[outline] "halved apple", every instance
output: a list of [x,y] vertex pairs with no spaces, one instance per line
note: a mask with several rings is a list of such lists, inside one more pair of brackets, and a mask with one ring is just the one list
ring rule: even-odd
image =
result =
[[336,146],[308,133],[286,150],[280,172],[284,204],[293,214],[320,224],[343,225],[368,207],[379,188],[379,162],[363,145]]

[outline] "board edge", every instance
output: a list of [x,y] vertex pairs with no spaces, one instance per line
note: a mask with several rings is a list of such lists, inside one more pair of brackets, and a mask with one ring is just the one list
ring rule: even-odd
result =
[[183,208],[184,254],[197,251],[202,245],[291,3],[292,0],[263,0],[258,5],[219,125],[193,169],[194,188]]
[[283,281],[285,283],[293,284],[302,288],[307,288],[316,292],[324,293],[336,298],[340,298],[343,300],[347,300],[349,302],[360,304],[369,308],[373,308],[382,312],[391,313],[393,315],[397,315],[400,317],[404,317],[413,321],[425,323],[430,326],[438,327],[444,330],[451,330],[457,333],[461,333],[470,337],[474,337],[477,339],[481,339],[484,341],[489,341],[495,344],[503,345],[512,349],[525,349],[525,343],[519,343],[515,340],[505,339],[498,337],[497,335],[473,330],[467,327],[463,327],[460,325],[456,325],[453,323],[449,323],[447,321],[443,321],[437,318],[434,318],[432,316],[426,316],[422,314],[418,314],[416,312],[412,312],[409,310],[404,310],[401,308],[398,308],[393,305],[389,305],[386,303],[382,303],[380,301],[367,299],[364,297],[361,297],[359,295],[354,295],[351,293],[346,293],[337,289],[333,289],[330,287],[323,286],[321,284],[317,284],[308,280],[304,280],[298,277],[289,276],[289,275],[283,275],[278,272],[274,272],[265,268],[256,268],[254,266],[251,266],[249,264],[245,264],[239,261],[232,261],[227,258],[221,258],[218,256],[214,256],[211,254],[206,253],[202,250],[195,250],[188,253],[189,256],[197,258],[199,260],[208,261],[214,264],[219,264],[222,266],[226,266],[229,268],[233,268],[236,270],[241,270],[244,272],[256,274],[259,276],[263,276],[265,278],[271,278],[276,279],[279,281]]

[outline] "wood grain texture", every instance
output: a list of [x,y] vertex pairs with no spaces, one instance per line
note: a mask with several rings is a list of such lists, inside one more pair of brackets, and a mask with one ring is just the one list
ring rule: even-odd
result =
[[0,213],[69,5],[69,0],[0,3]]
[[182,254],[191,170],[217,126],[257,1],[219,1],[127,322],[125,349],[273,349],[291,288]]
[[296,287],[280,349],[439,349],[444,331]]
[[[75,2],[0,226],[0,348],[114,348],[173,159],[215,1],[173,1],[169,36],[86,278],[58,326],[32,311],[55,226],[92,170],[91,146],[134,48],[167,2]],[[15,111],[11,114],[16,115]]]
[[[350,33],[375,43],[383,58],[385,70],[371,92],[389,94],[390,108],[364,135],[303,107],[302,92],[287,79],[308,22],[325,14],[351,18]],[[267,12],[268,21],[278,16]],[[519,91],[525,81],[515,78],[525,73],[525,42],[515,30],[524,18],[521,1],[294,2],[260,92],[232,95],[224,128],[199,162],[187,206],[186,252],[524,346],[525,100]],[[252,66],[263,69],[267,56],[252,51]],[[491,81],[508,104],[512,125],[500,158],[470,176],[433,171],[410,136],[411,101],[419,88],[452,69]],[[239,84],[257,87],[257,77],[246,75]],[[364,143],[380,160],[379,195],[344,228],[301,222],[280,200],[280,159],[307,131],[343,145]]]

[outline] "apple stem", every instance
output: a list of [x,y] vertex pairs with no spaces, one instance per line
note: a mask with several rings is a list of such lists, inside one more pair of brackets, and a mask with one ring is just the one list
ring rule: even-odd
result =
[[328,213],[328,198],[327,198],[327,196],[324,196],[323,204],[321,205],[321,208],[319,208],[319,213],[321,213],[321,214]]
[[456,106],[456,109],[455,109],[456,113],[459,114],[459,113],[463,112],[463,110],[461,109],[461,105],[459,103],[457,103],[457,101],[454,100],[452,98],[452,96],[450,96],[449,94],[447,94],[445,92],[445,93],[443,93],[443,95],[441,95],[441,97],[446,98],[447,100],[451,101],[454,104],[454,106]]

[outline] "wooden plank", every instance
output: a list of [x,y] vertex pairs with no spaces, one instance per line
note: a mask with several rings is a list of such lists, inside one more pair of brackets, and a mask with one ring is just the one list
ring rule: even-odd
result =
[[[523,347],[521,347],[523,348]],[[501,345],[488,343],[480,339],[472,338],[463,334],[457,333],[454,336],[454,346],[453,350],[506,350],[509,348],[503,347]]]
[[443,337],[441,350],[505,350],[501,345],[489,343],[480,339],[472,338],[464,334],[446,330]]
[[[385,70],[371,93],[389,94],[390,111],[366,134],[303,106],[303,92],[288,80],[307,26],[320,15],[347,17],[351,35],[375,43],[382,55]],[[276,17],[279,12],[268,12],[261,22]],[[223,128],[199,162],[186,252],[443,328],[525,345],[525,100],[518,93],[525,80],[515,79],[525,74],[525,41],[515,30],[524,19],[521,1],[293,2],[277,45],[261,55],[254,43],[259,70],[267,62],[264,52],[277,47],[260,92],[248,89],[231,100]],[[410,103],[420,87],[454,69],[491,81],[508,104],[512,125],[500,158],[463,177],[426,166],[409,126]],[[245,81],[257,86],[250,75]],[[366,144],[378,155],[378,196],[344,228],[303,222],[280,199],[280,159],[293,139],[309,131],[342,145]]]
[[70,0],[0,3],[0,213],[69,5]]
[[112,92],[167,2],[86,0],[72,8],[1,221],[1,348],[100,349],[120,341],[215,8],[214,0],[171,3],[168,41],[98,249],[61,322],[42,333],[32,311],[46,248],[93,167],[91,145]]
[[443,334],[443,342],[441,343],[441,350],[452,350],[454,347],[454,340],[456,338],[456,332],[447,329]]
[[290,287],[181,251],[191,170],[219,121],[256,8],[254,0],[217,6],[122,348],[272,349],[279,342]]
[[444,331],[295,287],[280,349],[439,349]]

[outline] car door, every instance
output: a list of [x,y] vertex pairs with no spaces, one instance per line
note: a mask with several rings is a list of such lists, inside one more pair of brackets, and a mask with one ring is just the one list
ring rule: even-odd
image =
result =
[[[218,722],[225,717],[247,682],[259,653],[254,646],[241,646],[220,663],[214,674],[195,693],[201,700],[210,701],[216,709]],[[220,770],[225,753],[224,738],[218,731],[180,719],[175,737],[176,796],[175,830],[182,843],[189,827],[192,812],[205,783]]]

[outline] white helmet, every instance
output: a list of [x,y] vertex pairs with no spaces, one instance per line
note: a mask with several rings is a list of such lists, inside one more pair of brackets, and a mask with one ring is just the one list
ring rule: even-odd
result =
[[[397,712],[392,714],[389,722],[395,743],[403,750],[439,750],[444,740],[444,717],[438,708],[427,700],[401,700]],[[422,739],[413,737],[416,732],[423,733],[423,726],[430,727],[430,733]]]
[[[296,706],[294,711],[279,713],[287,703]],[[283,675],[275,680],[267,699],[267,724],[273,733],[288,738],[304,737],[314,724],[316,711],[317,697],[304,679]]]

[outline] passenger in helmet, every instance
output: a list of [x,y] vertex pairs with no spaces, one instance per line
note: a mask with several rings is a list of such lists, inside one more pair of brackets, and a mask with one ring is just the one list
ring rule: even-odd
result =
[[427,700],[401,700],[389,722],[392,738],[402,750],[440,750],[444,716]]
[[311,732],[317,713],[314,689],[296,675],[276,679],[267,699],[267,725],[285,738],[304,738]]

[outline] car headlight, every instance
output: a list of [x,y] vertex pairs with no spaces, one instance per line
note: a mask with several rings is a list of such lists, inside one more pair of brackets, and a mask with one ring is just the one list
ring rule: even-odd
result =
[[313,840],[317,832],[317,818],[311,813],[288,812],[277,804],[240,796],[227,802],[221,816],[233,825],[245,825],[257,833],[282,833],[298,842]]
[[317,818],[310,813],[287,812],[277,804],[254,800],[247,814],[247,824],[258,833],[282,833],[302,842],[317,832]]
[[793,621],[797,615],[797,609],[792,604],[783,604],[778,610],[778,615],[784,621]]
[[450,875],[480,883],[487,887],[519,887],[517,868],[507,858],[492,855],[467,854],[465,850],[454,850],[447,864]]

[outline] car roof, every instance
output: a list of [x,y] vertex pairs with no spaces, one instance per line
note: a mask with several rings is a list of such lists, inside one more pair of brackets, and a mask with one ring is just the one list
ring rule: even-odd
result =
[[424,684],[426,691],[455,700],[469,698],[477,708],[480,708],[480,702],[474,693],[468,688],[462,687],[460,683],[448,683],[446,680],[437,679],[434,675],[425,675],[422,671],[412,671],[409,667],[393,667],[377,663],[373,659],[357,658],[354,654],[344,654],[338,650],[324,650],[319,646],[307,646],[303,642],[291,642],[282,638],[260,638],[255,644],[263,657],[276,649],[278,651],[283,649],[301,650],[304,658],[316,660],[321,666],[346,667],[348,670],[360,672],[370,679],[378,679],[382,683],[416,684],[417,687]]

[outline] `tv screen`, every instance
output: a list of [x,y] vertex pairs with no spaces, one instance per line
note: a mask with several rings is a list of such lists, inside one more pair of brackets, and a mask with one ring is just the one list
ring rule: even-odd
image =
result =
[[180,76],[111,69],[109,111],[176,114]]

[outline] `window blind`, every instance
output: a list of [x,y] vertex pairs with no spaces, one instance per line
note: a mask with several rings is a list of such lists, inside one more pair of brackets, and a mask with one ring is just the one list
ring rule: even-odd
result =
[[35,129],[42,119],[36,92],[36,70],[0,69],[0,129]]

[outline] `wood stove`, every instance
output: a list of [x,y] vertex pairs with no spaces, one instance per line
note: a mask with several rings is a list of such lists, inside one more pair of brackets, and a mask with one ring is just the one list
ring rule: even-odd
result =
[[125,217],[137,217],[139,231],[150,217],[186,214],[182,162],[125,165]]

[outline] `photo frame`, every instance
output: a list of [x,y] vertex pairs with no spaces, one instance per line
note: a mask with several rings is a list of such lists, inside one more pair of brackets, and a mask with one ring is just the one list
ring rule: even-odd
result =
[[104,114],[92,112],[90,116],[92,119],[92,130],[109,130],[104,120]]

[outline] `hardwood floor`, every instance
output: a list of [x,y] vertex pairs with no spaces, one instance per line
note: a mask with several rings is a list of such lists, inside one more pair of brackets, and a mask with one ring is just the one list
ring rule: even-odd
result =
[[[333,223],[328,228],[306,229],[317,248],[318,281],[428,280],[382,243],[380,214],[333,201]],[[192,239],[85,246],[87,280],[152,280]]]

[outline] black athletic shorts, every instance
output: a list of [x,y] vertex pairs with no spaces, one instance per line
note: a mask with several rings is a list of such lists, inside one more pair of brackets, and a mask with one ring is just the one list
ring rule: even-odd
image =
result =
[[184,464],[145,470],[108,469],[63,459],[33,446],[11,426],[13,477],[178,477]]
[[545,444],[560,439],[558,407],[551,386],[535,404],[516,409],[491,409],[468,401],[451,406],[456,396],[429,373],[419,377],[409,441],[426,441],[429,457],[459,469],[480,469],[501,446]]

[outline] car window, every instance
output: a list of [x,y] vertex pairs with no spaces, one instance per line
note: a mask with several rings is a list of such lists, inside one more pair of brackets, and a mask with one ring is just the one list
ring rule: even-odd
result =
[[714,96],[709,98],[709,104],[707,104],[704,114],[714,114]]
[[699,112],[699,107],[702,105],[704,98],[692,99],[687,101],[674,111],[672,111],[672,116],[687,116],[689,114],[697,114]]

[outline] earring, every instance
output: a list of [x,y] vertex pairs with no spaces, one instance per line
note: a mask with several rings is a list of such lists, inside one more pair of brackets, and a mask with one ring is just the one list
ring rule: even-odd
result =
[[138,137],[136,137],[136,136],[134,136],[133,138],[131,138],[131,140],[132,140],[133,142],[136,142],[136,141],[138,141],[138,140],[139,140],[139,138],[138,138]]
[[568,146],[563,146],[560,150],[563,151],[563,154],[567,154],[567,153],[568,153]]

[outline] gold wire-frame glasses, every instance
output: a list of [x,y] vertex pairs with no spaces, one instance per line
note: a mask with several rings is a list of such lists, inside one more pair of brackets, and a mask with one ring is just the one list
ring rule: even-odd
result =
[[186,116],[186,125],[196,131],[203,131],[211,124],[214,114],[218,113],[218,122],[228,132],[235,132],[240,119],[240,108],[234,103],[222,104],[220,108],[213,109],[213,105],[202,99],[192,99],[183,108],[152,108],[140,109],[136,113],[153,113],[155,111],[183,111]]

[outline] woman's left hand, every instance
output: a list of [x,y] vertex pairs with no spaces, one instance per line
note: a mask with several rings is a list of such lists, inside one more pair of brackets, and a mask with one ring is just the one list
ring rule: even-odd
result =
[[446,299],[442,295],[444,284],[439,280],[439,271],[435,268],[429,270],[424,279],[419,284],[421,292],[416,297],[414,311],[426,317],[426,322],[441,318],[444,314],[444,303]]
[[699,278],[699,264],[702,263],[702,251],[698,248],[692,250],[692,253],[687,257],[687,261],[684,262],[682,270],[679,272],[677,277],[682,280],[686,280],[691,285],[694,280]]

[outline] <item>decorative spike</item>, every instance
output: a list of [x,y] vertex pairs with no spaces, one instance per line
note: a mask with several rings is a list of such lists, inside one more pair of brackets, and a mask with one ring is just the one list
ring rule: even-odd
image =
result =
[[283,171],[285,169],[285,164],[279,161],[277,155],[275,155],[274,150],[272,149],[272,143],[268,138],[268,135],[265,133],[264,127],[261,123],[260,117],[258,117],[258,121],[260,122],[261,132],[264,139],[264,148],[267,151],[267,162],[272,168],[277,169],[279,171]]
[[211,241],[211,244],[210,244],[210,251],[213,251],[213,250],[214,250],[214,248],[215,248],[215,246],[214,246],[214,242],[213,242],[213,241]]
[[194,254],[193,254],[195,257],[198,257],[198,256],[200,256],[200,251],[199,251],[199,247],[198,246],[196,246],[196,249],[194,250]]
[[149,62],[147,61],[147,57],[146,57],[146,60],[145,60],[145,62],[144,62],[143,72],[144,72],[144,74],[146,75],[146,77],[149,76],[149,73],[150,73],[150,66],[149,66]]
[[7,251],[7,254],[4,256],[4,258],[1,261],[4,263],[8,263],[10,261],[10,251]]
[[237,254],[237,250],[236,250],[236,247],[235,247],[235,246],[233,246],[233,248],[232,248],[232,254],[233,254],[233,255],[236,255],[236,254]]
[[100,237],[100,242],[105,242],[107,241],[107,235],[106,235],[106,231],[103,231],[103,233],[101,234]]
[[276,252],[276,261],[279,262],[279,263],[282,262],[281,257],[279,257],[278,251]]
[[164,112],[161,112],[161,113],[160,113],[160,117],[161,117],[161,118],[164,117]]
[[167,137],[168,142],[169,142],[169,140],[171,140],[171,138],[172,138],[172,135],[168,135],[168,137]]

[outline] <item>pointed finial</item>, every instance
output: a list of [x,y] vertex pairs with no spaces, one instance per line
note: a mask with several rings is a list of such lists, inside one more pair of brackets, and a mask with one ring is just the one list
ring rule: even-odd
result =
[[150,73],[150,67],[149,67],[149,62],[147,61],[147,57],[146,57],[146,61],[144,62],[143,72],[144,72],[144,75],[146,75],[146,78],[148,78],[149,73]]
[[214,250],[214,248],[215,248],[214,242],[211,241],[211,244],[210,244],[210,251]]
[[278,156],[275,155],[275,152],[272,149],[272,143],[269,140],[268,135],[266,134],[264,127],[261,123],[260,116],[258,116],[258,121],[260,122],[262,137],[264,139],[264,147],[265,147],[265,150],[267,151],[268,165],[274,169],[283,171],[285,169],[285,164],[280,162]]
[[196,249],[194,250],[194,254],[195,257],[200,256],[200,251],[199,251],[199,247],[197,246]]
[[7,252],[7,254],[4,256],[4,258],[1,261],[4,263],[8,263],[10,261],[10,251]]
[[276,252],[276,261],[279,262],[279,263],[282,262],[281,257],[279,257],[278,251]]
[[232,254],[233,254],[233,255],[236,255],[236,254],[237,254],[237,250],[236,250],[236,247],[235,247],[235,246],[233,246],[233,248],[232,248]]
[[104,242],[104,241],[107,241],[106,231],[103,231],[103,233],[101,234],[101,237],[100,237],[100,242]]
+---+
■ How to complete this task
Every line from the one with "[outline] <item>pointed finial</item>, every" through the last line of the records above should be returned exactly, please, and no others.

■ Written solution
[outline] <item>pointed finial</item>, every instance
output: a list of [x,y] vertex pairs with no spaces, one instance per line
note: a mask with several rings is a list of such lists, inside one more pair of brackets, and a mask with one ring is just the one list
ring rule: even-odd
result =
[[150,73],[150,67],[149,67],[149,62],[147,61],[147,57],[146,57],[146,61],[144,62],[143,72],[144,72],[144,75],[146,75],[146,78],[148,78],[149,73]]
[[214,250],[214,248],[215,248],[214,242],[211,241],[211,244],[210,244],[210,251]]
[[278,156],[275,155],[275,152],[272,149],[272,143],[269,140],[268,135],[266,134],[264,127],[261,123],[260,116],[258,116],[258,121],[260,122],[262,137],[264,139],[264,147],[265,147],[265,150],[267,151],[268,165],[274,169],[283,171],[285,169],[285,164],[280,162]]
[[196,249],[194,250],[194,254],[195,257],[200,256],[200,251],[199,251],[199,247],[197,246]]
[[7,252],[7,254],[4,256],[4,258],[1,261],[4,263],[8,263],[10,261],[10,251]]
[[276,252],[276,261],[279,262],[279,263],[282,262],[281,257],[279,257],[278,251]]
[[232,254],[233,254],[233,255],[236,255],[236,254],[237,254],[237,250],[236,250],[236,247],[235,247],[235,246],[233,246],[233,248],[232,248]]
[[104,242],[104,241],[107,241],[106,231],[103,231],[103,233],[101,234],[101,237],[100,237],[100,242]]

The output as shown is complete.